Dissemination of the Hop technology has become a priority for the team now that Hop is actually used to develop large projects. In 2012, a further step was taken with the allocation of dedicated resources missioned to develop and transfer the application portfolio to the industry. The team has focused on bringing web awareness to personal assistance robots developed by the Hephaistos team, also at Inria CRISAM, in line with one of the top strategic orientations of Inria. Using web protocols as a native framework greatly simplifies the integration of the robot as a web entity, and the use of remote web services to manage, monitor or extend the features of the robot. The behavior of a Hop robot is specified in Hop and orchestrated within diffuse Hop run time agents embedded within the robot elements, in charge of handling communication and control between platforms and with remote web services. The project, code-named WebRobotics, builds on the experience gained in using Hop for home automation over the recent years, adding in 2013 the support of versatile robotic computing platforms (integration with the ROS robot framework, development of a lightweight Hop client library providing support of web protocols to legacy software components). Among the direct benefits of relying on a web framework are the ability to use any web enabled device such as a smartphone or tablet to drive the robot. Also, it is much simpler to put in place remote diagnostic and monitoring services by leveraging on existing robot sensors and the Hop framework.

• **WHAT YOU WILL DO**
1. Answer these questions from the Hop passage:
(a) In what year were dedicated resources allocated to develop and transfer the application portfolio to industry?
(b) Which team developed the personal assistance robots?
(c) Which robot framework gained Hop integration in 2013?
2. Write a continuation of the Hop passage, starting right after its last sentence.
The listing after this text is not needed and can be left aside.

• **DATA LISTING**

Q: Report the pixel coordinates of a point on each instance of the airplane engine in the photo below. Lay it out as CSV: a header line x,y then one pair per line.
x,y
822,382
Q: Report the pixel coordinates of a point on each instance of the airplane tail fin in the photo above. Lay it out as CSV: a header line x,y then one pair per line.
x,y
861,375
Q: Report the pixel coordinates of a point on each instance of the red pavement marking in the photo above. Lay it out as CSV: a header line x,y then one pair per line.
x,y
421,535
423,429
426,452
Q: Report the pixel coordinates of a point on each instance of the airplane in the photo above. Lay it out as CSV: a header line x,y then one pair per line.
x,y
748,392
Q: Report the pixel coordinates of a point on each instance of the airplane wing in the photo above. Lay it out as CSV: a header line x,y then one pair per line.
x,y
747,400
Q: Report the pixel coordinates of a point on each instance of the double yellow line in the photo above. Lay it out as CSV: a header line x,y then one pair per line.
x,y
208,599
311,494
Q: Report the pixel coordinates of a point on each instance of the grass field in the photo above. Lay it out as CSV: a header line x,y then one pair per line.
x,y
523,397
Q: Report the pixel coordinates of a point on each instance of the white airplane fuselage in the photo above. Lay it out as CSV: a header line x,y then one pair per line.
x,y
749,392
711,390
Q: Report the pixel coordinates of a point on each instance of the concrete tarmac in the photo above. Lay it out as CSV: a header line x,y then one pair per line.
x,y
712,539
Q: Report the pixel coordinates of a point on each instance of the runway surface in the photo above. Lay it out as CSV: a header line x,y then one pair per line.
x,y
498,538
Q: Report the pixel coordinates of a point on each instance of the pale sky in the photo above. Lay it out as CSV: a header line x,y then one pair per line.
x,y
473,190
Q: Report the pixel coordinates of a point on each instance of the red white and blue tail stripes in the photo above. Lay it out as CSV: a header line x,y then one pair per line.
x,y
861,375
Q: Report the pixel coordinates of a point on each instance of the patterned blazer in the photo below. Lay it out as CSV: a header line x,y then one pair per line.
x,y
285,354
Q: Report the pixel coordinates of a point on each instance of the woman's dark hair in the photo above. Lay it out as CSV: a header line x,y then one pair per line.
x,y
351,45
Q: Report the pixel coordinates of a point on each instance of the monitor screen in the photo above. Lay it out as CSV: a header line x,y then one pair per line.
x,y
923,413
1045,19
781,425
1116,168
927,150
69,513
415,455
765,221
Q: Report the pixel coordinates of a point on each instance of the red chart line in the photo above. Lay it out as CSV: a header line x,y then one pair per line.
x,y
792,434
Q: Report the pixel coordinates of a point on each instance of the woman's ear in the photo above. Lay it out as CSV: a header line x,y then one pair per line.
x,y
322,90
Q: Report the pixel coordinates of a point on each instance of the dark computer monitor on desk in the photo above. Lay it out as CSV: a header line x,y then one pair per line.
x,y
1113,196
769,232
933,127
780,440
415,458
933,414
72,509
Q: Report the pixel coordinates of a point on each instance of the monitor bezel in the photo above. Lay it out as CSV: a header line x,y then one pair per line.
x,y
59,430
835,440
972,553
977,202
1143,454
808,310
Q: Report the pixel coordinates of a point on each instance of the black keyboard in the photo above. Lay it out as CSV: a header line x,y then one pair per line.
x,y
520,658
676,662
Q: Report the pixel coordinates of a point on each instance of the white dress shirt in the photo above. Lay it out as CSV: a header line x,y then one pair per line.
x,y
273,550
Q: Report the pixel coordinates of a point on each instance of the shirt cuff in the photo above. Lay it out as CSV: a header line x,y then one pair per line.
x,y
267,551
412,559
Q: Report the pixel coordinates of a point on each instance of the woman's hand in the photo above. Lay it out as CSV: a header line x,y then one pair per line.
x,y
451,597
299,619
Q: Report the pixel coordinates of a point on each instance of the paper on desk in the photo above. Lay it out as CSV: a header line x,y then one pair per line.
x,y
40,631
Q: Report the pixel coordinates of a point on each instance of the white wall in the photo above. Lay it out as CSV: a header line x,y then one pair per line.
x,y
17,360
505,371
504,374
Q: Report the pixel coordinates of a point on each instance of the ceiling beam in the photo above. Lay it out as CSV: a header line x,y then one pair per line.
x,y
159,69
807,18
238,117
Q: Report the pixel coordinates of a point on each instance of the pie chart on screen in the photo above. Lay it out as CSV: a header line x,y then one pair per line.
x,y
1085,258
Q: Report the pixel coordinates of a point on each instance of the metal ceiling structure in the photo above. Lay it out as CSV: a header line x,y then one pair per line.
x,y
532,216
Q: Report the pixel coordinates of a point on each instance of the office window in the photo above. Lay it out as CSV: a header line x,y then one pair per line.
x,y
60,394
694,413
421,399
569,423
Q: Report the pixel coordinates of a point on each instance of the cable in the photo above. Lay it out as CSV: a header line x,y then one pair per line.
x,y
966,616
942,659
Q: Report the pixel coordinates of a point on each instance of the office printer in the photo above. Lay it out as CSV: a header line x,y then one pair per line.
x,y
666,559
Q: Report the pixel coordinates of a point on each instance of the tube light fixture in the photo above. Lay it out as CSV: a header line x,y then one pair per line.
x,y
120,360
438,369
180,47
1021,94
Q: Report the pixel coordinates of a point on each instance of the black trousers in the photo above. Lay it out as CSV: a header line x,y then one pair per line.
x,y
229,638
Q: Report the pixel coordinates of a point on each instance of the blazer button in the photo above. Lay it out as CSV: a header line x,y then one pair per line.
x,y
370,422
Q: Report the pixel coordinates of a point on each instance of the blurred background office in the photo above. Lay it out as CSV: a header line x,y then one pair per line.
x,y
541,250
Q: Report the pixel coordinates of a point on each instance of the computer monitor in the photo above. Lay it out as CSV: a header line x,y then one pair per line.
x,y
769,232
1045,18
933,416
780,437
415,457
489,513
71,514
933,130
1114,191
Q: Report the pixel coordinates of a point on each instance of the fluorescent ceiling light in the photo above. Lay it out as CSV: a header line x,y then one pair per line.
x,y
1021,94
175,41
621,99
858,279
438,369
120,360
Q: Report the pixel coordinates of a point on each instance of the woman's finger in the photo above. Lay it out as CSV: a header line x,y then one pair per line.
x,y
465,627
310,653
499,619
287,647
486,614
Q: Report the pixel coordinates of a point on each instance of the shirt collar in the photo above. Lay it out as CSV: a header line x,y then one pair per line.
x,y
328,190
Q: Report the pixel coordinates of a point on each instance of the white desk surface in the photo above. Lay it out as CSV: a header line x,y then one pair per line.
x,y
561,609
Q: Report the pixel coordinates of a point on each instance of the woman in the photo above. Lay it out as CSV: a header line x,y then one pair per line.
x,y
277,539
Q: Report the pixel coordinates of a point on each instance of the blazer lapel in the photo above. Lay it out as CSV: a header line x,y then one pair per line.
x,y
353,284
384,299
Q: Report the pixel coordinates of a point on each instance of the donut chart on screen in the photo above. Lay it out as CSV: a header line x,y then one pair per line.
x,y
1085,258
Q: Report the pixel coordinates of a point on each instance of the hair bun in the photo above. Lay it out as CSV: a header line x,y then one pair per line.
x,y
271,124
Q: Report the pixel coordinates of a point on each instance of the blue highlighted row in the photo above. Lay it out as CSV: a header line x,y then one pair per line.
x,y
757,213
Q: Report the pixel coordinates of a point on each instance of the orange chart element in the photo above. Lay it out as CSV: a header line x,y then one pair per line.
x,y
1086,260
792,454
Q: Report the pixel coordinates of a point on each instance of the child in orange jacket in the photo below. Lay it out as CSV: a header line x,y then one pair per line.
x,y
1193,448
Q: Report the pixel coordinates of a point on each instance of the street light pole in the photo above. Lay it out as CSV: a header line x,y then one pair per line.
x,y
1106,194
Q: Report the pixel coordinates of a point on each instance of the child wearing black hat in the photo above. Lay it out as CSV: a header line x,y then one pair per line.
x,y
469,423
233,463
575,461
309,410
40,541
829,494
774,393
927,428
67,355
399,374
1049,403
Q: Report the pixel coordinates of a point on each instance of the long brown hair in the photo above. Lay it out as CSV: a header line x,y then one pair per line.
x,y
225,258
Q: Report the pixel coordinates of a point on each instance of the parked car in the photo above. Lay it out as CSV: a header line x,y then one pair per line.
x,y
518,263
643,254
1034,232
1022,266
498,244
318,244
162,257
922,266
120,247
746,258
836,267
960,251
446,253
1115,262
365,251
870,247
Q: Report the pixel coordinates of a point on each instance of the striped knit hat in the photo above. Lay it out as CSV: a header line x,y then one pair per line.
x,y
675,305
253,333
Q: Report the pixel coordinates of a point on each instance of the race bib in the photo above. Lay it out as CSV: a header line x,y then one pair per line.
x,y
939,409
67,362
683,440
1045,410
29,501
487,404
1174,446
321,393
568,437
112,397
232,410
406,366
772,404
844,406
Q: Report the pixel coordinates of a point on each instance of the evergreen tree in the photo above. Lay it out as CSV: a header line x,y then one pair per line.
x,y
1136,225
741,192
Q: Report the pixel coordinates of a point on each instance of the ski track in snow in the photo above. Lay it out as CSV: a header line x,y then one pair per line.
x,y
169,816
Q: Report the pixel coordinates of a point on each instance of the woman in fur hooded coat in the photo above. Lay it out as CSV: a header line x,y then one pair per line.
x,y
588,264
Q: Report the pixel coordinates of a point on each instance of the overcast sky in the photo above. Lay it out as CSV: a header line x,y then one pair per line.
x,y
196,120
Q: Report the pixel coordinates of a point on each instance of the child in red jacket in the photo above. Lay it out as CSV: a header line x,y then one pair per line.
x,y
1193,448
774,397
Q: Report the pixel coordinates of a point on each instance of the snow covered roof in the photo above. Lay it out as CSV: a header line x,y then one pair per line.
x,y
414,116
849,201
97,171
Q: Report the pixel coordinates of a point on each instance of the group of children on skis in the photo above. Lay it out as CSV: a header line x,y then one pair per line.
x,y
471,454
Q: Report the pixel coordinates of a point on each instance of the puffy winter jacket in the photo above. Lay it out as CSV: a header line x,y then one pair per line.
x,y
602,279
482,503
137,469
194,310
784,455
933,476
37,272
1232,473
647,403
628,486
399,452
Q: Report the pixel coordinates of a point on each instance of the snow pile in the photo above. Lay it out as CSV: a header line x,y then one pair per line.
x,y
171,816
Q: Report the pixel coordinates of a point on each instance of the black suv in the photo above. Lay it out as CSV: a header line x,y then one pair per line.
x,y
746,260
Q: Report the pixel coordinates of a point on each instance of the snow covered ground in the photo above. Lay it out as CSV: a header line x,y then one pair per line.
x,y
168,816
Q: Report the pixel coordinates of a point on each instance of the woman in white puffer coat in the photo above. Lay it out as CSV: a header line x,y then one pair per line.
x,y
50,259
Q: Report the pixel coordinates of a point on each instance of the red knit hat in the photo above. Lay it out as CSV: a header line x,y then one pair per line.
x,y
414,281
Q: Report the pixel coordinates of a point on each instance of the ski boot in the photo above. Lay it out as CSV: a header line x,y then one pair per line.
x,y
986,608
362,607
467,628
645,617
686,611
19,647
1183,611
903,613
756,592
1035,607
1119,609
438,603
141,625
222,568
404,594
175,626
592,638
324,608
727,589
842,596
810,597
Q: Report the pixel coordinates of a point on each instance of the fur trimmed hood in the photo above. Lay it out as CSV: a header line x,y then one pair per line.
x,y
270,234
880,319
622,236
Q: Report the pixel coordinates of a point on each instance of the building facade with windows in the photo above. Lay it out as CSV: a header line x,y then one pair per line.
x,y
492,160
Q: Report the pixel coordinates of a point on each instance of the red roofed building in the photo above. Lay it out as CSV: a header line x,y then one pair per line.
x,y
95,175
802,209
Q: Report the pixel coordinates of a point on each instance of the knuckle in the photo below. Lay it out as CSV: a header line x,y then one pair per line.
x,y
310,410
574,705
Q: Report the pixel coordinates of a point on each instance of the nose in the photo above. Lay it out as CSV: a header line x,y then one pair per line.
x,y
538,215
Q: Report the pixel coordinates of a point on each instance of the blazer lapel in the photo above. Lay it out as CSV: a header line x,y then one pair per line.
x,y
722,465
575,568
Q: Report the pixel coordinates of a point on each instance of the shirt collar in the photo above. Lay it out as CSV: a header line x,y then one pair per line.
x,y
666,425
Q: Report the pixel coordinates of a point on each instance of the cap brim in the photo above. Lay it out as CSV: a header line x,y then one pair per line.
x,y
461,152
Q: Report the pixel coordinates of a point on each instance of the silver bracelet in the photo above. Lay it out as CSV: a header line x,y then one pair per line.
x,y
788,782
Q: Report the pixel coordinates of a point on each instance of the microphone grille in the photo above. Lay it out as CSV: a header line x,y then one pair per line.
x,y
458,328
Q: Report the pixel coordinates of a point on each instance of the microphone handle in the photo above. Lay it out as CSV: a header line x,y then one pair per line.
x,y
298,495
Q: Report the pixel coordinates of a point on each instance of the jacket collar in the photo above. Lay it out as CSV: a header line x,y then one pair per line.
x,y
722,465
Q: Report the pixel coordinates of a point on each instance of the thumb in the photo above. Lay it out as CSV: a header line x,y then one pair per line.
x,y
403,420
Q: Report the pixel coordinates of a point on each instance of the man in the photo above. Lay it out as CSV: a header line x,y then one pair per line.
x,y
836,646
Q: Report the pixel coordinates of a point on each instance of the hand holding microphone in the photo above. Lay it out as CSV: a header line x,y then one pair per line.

• **EXERCISE RESULTS**
1.
(a) 2012
(b) The Hephaistos team
(c) ROS

2.
The WebRobotics project is now part of the RAPP FP7 european project, launched in December 2013, where Hop technology is used by several academic and SME R&D teams to develop a distributed software platform and applications for assistive robotics. Two prototypes are being developed, the first one is a personal coach robot (a Nao humanoid robot embedding Hop distributed applications), and the second one is a smart rollator (a walking aid with additional hardware and software services for rehabilitation, training and activity monitoring. The rollator hardware and robotic components are provided by Inria Hephaistos). In 2013, Indes has initiated a collaboration with other research teams (Inria STARS, Nice University Cobtek Project) and local institutes and SMEs to foster the development distributed monitoring and supervision applications with the Hop technology.

Indes has presented Hop applications for robots at the Lille Inria Industry conference day in November 2014.